**Problem statement:** Please rewrite the listing below with every "instance" renamed to "object", leaving everything else unchanged and omitting the pictures.

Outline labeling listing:

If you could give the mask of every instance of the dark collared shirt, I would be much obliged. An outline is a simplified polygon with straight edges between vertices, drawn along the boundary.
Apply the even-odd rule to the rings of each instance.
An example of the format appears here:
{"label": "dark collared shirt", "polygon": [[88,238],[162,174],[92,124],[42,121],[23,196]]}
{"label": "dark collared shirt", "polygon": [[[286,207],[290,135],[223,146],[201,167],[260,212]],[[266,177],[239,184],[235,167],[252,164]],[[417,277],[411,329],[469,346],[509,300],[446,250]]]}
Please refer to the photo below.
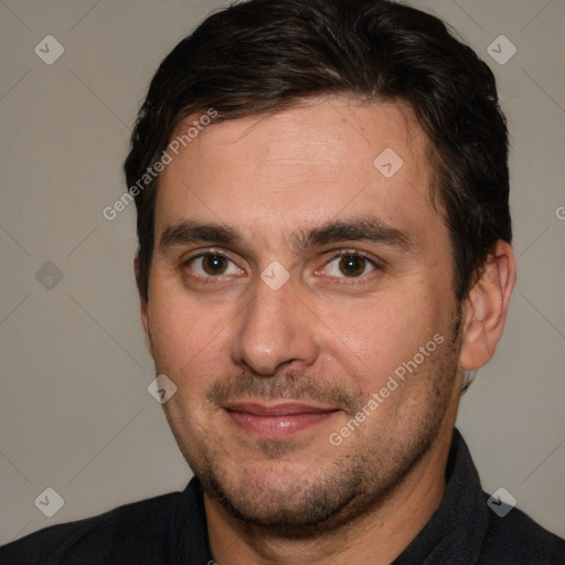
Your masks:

**Right answer:**
If you could give the mask of every object of the dark collared shirt, I would be much obliged. An outline is a simplified polygon with straight edges between vertices, drawn along the boundary.
Apply the even-odd rule to the rings of each object.
An example of the format appears here:
{"label": "dark collared shirt", "polygon": [[88,238],[162,174],[92,124],[42,121],[23,196]]}
{"label": "dark collared shirt", "polygon": [[[286,207],[290,135],[223,146],[201,167],[260,212]],[[266,177],[239,184],[235,167],[252,164]],[[417,277],[411,329],[469,346],[509,300],[446,250]]]}
Please refer to the photo below.
Your masks:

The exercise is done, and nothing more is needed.